BEGIN PAGE

Change in Course Eyed for Flagship Federal Program
WASHINGTON--The fundamental changes in the Chapter 1 compensatory-education program envisioned by the Clinton Administration and by a consensus in the education community are likely to include a shift in the program's primary focus from remedial help for individual children to efforts to transform high-poverty schools.
As the Administration and Congress gear up to reauthorize the program next year, observers expect the final legislation will encourage more schoolwide projects, in which Chapter 1 funds are used to improve an entire school.
Indeed, the Administration's draft proposal for reauthorization of the Elementary and Secondary Education Act would provide for a dramatic expansion in the number of schools eligible to use their funds schoolwide. (See story, this page.)
Despite the overwhelming support of Chapter 1 experts, however, the idea of greatly increasing the number of schoolwide projects is based more on reform theory than on solid evidence that they lead to improvements in student learning.
"It is premature to assess the effectiveness of schoolwide projects, as the evaluation and anecdotal evidence is mixed,'' concluded the most recent National Assessment of Chapter 1, released by the Education Department in January.
"I think everybody believes we haven't done a very good job with schoolwide projects, but many believe we can do a lot more,'' said Undersecretary of Education Marshall S. Smith, who directs the task force that is drafting the Administration's proposal.

END PAGE
BEGIN GIVEN ENTRIES

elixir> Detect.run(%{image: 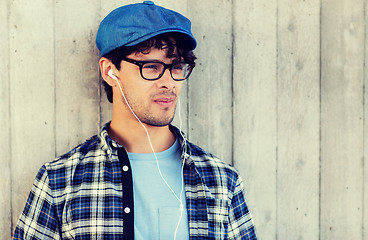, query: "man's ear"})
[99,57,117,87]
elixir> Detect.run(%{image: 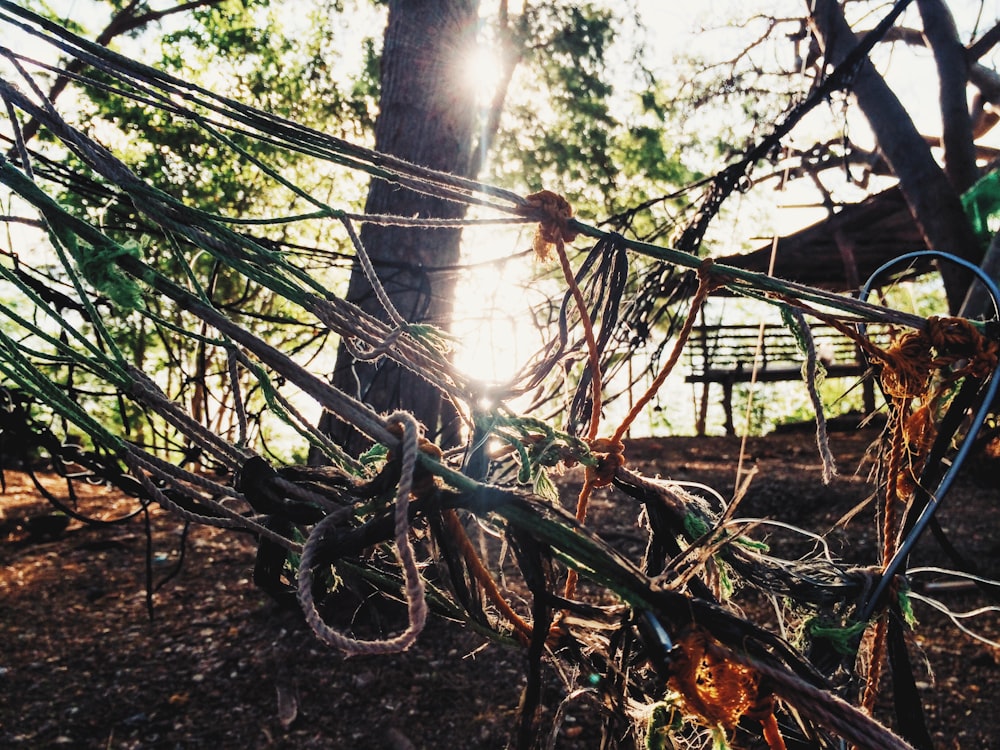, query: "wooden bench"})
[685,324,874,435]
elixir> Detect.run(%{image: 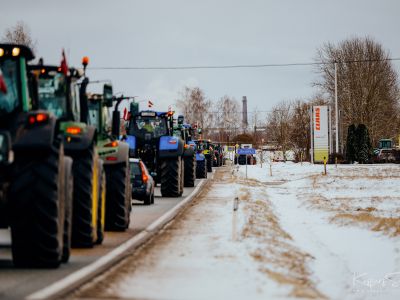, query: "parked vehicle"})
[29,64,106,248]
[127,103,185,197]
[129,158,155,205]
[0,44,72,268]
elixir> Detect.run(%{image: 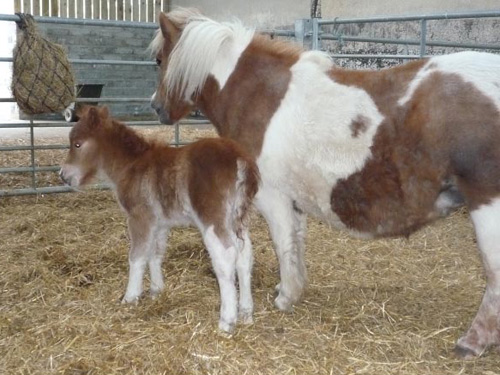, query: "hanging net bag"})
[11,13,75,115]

END GIVEN ENTRIES

TO BE DONE
**1)** Summarize the Chapter 1 article in two sentences.
**2)** Reproduce the Chapter 1 article word for word, starting at "Despite the overwhelming" and ending at "in student learning.".

ANSWERS TO THE EXERCISE
**1)** The Clinton Administration and a consensus in the education community favor shifting the Chapter 1 compensatory-education program from remedial help for individual children toward transforming high-poverty schools, and the Administration's draft proposal would greatly expand the number of schools eligible to use their funds schoolwide. Yet this idea rests more on reform theory than on solid evidence of better student learning, and the latest National Assessment of Chapter 1 called it premature to judge how well schoolwide projects work.

**2)**
Despite the overwhelming support of Chapter 1 experts, however, the idea of greatly increasing the number of schoolwide projects is based more on reform theory than on solid evidence that they lead to improvements in student learning.